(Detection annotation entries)
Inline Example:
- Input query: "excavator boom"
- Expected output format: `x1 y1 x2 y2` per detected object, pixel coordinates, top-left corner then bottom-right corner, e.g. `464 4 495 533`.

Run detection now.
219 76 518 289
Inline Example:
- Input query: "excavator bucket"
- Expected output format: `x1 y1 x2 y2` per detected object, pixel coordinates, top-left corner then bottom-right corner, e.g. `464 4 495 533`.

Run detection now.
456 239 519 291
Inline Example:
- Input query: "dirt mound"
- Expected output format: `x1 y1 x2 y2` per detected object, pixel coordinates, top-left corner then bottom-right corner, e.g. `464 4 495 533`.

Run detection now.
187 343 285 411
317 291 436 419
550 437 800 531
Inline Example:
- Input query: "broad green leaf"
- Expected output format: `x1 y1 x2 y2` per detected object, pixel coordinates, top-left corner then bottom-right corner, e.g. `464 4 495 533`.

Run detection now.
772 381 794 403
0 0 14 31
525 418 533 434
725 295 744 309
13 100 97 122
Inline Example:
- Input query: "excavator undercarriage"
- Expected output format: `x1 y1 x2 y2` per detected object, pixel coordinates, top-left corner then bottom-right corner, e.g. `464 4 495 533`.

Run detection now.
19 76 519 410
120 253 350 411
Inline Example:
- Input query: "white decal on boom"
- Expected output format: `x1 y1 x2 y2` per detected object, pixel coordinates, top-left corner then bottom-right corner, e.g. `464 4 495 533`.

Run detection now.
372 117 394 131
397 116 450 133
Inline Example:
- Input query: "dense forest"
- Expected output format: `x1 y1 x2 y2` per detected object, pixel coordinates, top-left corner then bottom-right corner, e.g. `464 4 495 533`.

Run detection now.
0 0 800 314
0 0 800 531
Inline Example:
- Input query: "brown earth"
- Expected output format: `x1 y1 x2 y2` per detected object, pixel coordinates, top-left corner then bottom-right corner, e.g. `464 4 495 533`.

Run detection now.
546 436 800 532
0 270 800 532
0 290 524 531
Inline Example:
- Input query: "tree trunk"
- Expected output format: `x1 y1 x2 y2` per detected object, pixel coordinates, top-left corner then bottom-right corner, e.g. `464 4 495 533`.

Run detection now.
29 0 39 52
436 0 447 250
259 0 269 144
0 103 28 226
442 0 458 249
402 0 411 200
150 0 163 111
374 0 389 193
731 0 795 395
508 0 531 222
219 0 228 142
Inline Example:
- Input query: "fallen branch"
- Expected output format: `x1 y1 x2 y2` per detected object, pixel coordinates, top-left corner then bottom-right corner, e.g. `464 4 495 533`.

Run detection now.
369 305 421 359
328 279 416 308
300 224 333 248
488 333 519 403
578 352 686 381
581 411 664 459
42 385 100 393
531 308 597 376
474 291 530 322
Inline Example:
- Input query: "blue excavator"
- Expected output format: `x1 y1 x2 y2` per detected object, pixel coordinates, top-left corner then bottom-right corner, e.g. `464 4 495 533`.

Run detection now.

Task directions: Count the lines in the entries above that contain the word "query". Reply with only the number.

Result of the task: 11